Excerpted passage:
Monday 16 June 2014 12.44 BSTLast modified on Sunday 10 January 201620.28 GMT

Bloomsday is 16 June, and what better poem to bring to a celebration of James Joyce's Ulysses, with its son-haunted protagonist Leopold Bloom, than Joyce's powerful lyric, Ecce Puer?

Though a collection of romantic, song-like short poems, Chamber Music (1907), was Joyce's first published book, he soon rejected poetry's sentimental temptations in favour of the objective prose style of Dubliners. Chamber Music, he rightly declared, was a young man's book. There was a later collection, Pomes Penyeach, after which Joyce published only occasional poems; many of them comic or satirical, some touched by a cruder form of the exuberant wordplay associated with his mature fiction. Ecce Puer, written in February 1932, is the outstanding achievement among them.

Material:
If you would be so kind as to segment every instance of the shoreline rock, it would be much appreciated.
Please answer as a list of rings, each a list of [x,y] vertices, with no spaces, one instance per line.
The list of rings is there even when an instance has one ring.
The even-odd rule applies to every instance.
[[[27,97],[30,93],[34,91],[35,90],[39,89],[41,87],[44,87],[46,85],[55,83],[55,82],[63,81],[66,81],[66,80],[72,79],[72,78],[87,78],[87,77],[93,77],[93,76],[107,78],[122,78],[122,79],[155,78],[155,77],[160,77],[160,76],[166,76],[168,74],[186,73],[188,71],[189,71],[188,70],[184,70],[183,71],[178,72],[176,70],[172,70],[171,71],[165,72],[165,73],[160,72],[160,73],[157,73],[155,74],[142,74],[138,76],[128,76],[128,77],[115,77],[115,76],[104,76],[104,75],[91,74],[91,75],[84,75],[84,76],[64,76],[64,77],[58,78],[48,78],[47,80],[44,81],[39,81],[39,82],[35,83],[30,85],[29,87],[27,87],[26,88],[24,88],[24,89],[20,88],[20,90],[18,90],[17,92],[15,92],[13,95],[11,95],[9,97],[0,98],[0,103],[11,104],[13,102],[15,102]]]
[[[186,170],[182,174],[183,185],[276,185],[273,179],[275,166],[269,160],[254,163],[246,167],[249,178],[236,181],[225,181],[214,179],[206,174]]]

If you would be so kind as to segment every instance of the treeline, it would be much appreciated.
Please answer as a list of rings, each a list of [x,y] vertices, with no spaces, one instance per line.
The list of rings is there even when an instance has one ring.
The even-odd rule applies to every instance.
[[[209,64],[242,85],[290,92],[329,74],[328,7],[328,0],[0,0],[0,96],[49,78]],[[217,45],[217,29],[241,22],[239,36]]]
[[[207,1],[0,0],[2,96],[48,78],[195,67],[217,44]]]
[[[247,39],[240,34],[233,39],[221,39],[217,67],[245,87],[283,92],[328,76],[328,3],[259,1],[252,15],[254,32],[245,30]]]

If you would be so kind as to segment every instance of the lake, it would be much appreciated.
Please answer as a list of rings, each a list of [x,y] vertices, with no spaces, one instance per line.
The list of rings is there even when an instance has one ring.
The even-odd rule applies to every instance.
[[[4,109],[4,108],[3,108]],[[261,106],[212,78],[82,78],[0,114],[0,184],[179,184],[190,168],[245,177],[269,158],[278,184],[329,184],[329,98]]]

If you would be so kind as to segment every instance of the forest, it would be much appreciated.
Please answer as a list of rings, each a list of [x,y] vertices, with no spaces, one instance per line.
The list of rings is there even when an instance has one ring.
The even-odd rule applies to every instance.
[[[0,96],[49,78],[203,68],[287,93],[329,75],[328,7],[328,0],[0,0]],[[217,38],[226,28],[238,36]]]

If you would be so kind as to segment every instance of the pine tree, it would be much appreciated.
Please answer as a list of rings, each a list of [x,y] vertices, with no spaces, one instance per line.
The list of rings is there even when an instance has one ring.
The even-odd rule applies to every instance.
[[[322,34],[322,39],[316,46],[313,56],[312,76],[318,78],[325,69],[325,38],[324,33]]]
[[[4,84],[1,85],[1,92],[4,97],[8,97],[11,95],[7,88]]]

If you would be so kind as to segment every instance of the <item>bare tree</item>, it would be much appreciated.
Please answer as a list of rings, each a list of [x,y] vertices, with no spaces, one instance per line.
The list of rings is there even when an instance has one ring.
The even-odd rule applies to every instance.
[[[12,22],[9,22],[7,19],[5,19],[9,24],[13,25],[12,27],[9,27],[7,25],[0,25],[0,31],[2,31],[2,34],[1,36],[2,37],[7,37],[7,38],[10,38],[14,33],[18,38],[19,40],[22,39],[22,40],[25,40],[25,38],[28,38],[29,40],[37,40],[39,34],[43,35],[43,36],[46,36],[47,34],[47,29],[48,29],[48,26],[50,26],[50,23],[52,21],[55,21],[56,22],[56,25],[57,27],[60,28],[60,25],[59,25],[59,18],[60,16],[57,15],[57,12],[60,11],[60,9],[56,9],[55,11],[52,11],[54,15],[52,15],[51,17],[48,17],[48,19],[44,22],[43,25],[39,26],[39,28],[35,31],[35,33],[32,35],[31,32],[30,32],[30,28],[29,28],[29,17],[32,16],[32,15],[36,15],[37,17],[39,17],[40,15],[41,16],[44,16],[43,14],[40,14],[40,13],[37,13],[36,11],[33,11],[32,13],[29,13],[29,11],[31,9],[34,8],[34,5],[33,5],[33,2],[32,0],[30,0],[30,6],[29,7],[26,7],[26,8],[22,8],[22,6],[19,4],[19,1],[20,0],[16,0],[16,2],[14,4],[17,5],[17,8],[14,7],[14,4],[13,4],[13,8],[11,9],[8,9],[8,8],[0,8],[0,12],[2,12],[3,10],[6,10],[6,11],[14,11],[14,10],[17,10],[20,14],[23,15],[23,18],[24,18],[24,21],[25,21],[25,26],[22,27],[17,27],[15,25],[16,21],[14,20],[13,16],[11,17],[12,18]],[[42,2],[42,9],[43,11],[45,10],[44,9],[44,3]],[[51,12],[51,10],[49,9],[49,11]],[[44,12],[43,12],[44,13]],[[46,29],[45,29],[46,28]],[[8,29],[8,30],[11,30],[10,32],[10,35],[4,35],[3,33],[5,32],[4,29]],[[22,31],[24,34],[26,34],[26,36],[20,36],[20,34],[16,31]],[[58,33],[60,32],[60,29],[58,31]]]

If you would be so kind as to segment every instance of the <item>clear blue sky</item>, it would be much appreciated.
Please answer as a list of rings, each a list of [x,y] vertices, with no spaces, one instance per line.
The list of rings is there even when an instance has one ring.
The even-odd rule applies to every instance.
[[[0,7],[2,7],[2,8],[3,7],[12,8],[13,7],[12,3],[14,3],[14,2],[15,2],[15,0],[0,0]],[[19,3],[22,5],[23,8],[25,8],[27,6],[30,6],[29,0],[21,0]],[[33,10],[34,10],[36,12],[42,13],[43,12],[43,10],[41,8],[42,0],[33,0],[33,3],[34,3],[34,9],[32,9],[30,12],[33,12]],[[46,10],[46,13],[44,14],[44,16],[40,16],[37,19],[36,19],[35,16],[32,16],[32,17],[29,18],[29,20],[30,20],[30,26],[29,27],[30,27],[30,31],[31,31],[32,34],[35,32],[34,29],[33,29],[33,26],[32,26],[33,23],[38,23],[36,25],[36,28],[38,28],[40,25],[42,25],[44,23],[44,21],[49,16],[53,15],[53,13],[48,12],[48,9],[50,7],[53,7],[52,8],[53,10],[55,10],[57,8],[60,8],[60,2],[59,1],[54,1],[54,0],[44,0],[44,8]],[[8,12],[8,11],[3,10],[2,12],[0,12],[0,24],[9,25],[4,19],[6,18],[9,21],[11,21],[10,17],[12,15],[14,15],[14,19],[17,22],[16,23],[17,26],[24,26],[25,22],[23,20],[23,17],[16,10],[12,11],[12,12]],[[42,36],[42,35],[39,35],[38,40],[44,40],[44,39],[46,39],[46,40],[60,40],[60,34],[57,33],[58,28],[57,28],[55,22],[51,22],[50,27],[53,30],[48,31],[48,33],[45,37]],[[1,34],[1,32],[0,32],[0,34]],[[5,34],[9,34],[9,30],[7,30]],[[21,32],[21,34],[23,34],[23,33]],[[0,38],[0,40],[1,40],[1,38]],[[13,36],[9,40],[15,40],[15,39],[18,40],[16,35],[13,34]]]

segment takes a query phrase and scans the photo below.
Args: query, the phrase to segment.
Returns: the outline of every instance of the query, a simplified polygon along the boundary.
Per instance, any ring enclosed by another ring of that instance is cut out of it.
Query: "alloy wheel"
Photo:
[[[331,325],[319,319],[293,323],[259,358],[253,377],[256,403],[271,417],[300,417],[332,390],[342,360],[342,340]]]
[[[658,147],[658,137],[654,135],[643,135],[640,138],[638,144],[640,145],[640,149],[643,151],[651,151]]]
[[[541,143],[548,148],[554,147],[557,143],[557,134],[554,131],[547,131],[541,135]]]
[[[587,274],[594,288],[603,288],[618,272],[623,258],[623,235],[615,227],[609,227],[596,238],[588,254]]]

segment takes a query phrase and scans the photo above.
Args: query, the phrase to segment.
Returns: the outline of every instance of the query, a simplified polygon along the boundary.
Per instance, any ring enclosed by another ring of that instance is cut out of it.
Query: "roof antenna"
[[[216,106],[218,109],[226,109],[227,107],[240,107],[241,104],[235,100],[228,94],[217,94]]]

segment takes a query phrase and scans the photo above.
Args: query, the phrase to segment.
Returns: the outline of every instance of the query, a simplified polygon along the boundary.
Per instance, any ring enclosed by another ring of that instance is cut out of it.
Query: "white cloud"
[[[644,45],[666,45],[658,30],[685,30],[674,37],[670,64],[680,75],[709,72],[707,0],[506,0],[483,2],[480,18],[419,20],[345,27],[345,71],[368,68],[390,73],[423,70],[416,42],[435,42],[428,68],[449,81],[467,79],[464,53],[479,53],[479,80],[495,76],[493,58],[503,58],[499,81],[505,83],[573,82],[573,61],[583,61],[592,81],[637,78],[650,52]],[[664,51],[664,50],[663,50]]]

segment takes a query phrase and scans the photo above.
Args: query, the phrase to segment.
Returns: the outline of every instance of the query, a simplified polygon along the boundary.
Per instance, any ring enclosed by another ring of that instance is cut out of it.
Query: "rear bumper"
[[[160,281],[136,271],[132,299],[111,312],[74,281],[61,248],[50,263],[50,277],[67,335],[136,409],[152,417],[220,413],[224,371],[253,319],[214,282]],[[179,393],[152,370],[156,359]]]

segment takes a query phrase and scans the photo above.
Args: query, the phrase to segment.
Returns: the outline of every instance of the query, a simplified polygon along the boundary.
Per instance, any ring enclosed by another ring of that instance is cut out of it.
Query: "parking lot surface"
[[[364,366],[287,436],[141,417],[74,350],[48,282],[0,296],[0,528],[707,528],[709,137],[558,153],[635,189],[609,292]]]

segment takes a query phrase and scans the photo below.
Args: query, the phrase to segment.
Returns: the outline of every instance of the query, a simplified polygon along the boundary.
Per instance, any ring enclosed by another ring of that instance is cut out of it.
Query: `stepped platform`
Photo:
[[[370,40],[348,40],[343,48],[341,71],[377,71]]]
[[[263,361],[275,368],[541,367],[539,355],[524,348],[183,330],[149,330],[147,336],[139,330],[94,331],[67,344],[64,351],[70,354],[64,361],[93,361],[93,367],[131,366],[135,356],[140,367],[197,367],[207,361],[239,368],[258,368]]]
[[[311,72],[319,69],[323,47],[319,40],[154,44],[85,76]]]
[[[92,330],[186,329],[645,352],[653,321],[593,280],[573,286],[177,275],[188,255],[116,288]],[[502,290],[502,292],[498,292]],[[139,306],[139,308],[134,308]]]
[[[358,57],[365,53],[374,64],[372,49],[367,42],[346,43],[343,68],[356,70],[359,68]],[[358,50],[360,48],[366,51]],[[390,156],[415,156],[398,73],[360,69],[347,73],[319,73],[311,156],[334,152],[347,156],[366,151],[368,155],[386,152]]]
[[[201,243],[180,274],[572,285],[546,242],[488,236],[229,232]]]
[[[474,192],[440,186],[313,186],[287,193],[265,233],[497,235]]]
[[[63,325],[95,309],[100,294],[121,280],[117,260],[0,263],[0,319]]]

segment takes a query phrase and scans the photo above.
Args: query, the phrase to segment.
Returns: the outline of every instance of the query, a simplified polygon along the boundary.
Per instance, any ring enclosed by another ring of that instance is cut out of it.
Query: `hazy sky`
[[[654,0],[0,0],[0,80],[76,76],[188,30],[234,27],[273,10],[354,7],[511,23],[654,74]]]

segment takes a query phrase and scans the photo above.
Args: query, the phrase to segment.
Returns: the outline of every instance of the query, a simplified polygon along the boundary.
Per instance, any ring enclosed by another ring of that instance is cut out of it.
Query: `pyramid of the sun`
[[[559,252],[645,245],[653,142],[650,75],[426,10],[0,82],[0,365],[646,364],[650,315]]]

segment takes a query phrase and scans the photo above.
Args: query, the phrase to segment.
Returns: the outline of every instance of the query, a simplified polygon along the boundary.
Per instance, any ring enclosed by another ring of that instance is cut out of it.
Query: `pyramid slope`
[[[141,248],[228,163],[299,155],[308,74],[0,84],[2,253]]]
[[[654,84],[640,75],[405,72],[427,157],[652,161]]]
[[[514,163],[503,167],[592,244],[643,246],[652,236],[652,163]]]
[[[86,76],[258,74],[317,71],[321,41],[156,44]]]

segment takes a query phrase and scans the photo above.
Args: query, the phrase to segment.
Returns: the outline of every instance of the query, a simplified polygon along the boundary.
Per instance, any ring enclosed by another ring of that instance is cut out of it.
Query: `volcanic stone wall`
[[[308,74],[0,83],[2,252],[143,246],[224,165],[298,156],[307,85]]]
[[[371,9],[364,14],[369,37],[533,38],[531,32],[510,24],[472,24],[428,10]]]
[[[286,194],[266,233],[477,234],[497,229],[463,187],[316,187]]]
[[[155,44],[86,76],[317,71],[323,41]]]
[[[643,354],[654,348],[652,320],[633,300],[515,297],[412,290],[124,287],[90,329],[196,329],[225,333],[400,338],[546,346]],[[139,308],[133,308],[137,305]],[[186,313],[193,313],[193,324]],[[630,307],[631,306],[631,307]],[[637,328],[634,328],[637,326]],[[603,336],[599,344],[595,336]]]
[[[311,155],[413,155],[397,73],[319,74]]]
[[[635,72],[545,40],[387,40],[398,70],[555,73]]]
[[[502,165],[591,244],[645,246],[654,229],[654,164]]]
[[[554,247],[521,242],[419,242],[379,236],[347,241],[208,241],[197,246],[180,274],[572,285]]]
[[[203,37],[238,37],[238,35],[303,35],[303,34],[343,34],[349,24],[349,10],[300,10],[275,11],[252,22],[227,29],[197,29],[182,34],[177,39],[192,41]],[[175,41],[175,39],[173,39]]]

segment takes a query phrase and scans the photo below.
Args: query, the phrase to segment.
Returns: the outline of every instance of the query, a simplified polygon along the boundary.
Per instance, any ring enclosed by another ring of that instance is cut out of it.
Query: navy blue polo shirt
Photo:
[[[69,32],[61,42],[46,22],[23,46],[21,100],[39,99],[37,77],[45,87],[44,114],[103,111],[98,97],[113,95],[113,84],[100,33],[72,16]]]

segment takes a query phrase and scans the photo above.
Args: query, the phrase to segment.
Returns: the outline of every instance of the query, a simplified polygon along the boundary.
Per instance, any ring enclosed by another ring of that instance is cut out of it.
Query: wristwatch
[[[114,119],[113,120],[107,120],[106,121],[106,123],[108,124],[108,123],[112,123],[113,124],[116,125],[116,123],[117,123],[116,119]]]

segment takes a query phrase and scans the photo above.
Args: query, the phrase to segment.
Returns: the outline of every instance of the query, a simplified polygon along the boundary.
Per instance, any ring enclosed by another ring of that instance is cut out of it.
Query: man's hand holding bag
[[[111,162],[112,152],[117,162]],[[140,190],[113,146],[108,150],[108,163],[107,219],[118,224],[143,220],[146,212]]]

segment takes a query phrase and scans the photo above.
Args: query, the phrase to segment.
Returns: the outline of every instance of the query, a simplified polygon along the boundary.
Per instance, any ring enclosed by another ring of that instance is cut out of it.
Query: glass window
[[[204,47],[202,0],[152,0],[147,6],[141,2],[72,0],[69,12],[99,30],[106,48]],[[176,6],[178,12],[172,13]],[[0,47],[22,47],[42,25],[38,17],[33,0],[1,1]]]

Problem 1: List every title of a work by Joyce that the Bloomsday passage names.
Problem 2: Please retype the Bloomsday passage from "Though a collection" up to and including "achievement among them.".

Complete response 1:
Ulysses
Ecce Puer
Chamber Music
Dubliners
Pomes Penyeach

Complete response 2:
Though a collection of romantic, song-like short poems, Chamber Music (1907), was Joyce's first published book, he soon rejected poetry's sentimental temptations in favour of the objective prose style of Dubliners. Chamber Music, he rightly declared, was a young man's book. There was a later collection, Pomes Penyeach, after which Joyce published only occasional poems; many of them comic or satirical, some touched by a cruder form of the exuberant wordplay associated with his mature fiction. Ecce Puer, written in February 1932, is the outstanding achievement among them.